Can you convert the material below into a JSON list of strings, one string per line, with blank lines omitted? Leave the pictures out of the result.
--- start of Data rows ---
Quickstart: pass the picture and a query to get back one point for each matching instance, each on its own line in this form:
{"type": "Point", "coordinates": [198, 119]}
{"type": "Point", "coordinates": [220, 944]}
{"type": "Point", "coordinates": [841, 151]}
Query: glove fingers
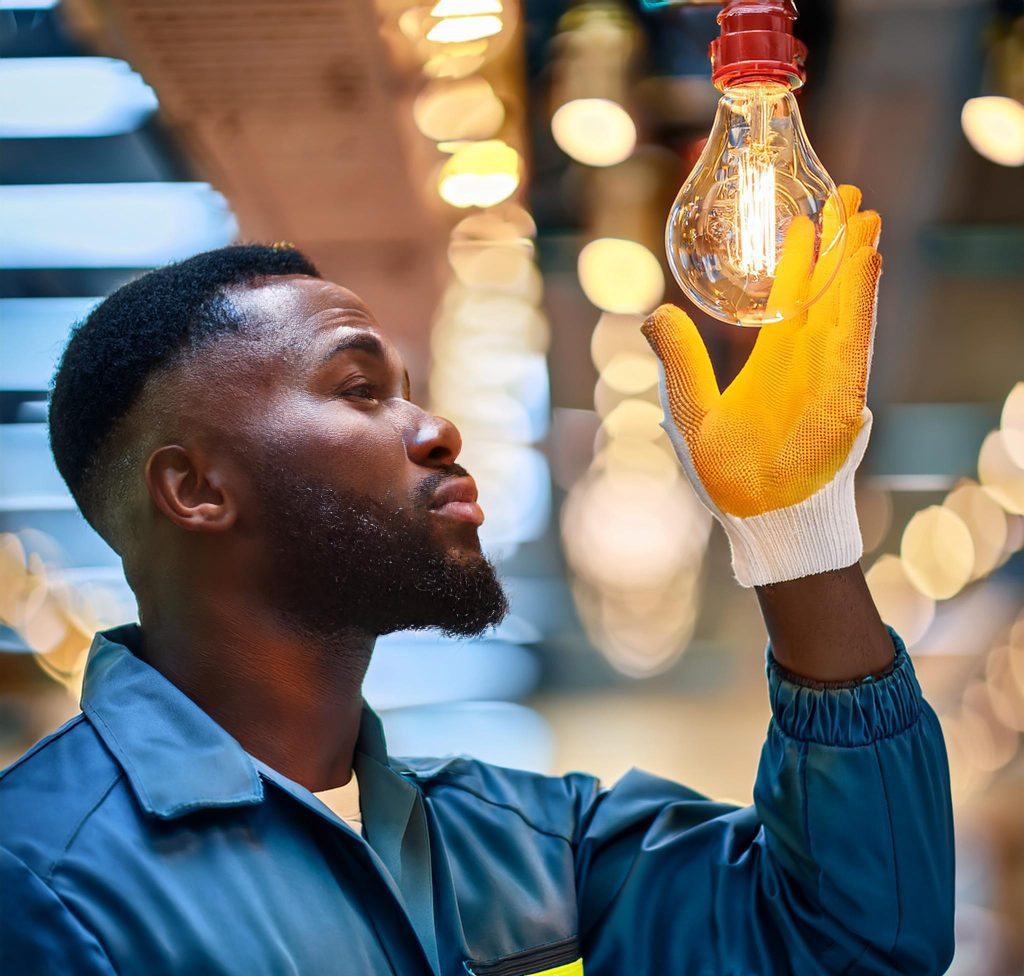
--- end of Data rows ---
▶ **Response to this exercise**
[
  "Quickstart: pass the picture and a query to get back one point for each matching instance, each on its own line in this form:",
  "{\"type\": \"Point\", \"coordinates\": [198, 119]}",
  "{\"type\": \"Point\", \"coordinates\": [220, 944]}",
  "{\"type\": \"Point\", \"coordinates\": [841, 151]}",
  "Query: glove fingers"
]